Textauszug>

Kontroverse Podiumsdiskussion: „Organknappheit? Wie lösen?“
Das trifft auch für menschliche Organe zu. Diesem Thema widmete sich am Abend des ersten Tages eine Podiumsdiskussion unter der Leitung von Ulrike Finkenstedt, an der der Innsbrucker Transplantationschirurg Raimund Margreiter, die deutsche Sozialwissenschaftlerin und Publizistin Erika Feyerabend, der deutsche Gesundheitsökonom Thomas Rudolf und der Innsbrucker Theologe Józef Niewiadomski teilnahmen. Dabei konnte zwar weder geklärt werden, ob es so etwas wie „Organknappheit“ überhaupt gibt, noch wie sie zu lösen wäre, die Diskussion lieferte aber zahlreiche, teils heftig diskutierte Ansätze zu beiden Fragen. So könnte das Beheben eines Mangels an Organen durchaus an der Unersättlichkeit menschlichen Begehrens scheitern, wofür weder monetäre Anreize noch andere Versuche, die Spendenbereitschaft zu erhöhen, viel ändern können. Doch wurde auf diesem Wege auch klar, dass weder die Medizin, noch die Ökonomie und auch nicht die Ethik allein die letzte Antwort auf diese Frage geben können. Vielmehr braucht es den klugen Ausgleich zwischen dem Machbaren, dem Finanzierbaren und dem Wünschbaren, um Leid sowohl von den Empfängerinnen und Empfängern als auch von den Spenderinnen und Spendern fernzuhalten.

Datenauszug>

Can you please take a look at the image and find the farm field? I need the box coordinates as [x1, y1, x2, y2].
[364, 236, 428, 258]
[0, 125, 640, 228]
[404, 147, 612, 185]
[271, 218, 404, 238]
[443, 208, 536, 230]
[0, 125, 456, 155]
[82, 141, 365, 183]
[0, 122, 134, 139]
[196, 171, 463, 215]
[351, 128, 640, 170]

Arbeitsauftrag 1> Wer leitete laut dem Bericht zur Podiumsdiskussion über Organknappheit die Diskussion?
Arbeitsauftrag 2> Führen Sie den Bericht zur Podiumsdiskussion über Organknappheit im Anschluss an seinen letzten Satz weiter.

Antwortfeld 1> Ulrike Finkenstedt

Antwortfeld 2>
Die Serie wird fortgesetzt
Aufgrund des erneut großen Erfolges der diesjährigen Tagung haben die Planungen für das 3. Wirtschaftshistorische Symposium 2009 bereits begonnen. Es wird sich mit Fragen aus dem Themenfeld „Globalisierung“ beschäftigen, wieder interdisziplinär ausgerichtet und frei zugänglich sein. Die Ergebnisse des Symposiums wies man auch nachlesen können. Bereits für den Herbst ist die Publikation der Tagungsbeiträge geplant. Dies trifft auch schon für das erste Symposium zu, dessen Inhalte Gegenstand des Sammelbandes „Von Menschenhandel und Menschenpreisen“ ist, der bei innsbruck university press und im Buchhandel erhältlich ist.